Task - Copy out every line of the data below, keeping each character and line break unchanged.

========

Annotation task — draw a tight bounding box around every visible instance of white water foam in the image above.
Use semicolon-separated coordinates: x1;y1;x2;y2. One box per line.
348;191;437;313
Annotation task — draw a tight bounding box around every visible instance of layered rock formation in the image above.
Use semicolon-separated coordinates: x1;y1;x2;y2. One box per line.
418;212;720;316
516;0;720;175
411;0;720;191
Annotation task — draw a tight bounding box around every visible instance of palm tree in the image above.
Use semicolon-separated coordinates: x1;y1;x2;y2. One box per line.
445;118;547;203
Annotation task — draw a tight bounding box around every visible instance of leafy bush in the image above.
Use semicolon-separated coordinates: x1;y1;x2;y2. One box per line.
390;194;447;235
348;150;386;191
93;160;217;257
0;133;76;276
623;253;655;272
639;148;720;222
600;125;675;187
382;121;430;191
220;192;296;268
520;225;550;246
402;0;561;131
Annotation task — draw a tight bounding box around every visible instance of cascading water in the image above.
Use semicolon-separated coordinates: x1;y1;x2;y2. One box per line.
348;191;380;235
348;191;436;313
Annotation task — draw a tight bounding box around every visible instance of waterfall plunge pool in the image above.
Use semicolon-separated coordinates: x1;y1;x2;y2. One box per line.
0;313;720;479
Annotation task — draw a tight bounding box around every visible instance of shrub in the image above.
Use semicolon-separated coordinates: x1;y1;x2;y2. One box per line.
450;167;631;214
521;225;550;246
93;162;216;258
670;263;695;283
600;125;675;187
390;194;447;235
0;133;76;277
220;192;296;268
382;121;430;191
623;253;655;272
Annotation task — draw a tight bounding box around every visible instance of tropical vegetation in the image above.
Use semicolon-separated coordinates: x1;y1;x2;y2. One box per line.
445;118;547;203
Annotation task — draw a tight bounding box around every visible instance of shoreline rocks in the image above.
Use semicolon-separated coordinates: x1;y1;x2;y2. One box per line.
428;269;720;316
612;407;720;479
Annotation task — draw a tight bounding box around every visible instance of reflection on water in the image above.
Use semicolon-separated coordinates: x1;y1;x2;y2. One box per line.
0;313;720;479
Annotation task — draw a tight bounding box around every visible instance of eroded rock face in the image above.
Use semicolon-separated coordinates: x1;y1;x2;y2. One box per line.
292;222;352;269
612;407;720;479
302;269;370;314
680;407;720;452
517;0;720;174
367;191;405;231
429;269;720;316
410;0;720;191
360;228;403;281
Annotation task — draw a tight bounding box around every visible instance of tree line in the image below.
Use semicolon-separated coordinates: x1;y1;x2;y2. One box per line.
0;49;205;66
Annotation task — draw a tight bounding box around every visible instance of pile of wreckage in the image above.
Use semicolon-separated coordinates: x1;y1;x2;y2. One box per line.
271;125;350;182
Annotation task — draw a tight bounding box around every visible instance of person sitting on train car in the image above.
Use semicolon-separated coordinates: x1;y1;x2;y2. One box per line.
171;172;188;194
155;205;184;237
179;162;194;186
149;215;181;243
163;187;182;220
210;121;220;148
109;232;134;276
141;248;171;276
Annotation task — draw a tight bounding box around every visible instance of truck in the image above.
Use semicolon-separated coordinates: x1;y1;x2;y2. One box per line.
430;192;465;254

========

Exercise output -
Annotation task — draw a tight bounding box around every visible instance of white water foam in the image above.
Use semicolon-separated coordinates: x1;y1;x2;y2. One box per line.
348;191;437;313
Annotation task — draw a tight bounding box around every visible instance of layered rock formation in the image above.
Use semicolon-separated coordinates: x1;y1;x2;y2. One box per line.
418;212;720;316
516;0;720;175
411;0;720;191
Annotation task — draw a tight bounding box around every visible instance of palm tree in the image above.
Use semicolon-separated coordinates: x1;y1;x2;y2. One box per line.
445;118;547;203
Annotation task — draw a tight bounding box around every visible instance of leafy bush in the image above.
Use semicolon-separated coordinates: x1;y1;x2;y2. One box per line.
390;194;447;235
348;150;386;191
93;160;217;257
0;133;76;276
623;253;655;272
639;148;720;222
600;125;675;187
382;121;430;191
220;192;296;268
520;225;550;246
402;0;561;131
Annotation task — draw a tight bounding box around every visible instance of cascading water in the image above.
Use semicolon-separated coordinates: x1;y1;x2;y2. One box per line.
348;191;380;235
348;191;436;313
Annotation task — draw a tight bounding box around every visible instance of waterfall plunge pool in the image above.
Use semicolon-separated coordinates: x1;y1;x2;y2. One box per line.
0;313;720;479
Annotation task — draw a tight bounding box around every visible instance of shrub in the image above.
Use semicolon-separated coordinates: x1;y1;x2;y2. One box per line.
450;167;631;214
521;225;550;246
93;162;216;258
670;263;695;283
600;125;675;187
390;194;447;235
0;133;76;277
220;192;296;268
382;121;430;191
623;253;655;272
Annotation task — draw a tight bounding box around every visible instance of tropical vegetation in the image above.
Use semicolon-separated coordinates: x1;y1;x2;y2. One box per line.
445;118;547;203
Annotation task — draw a tight bounding box around every visible instance of shoreline rocks in the image above.
Use semicolon-separated coordinates: x1;y1;x2;y2. One box per line.
428;269;720;316
612;407;720;479
Annotation task — draw a tight bounding box around every visible instance of reflection on water in the image above.
Use semicolon-separated coordinates: x1;y1;x2;y2. One box per line.
0;313;720;479
Annotation task — draw a tight bounding box around every visible instance of eroded rock face in the image above.
Use semicolon-separated coordinates: x1;y1;x2;y2. One box per line.
292;222;352;269
612;407;720;479
302;269;370;314
680;407;720;452
517;0;720;174
367;191;405;231
429;269;720;316
410;0;720;191
360;228;403;281
Annotation task — draw a tight bounding box around every visible instance of tree line in the image below.
Use semicolon-separated coordinates: x1;y1;x2;y2. One box per line.
0;49;205;66
Annotation task — draw a tight bounding box around every visible instance of pile of wreckage in the image above.
Use semicolon-separated coordinates: x1;y1;x2;y2. One box per line.
271;125;350;182
Annotation task — draw a tight bounding box around every visible instance of person sitting on train car in the image above.
Use semicolon-separated coordinates: x1;y1;x2;y2. One box per line.
171;172;188;194
155;205;184;237
179;162;194;186
149;215;181;243
163;187;182;220
210;121;220;148
109;232;134;276
141;248;171;276
Annotation task — draw a tight bounding box around every visible instance of truck in the image above.
Use semicolon-separated coordinates: x1;y1;x2;y2. One box per line.
430;192;465;254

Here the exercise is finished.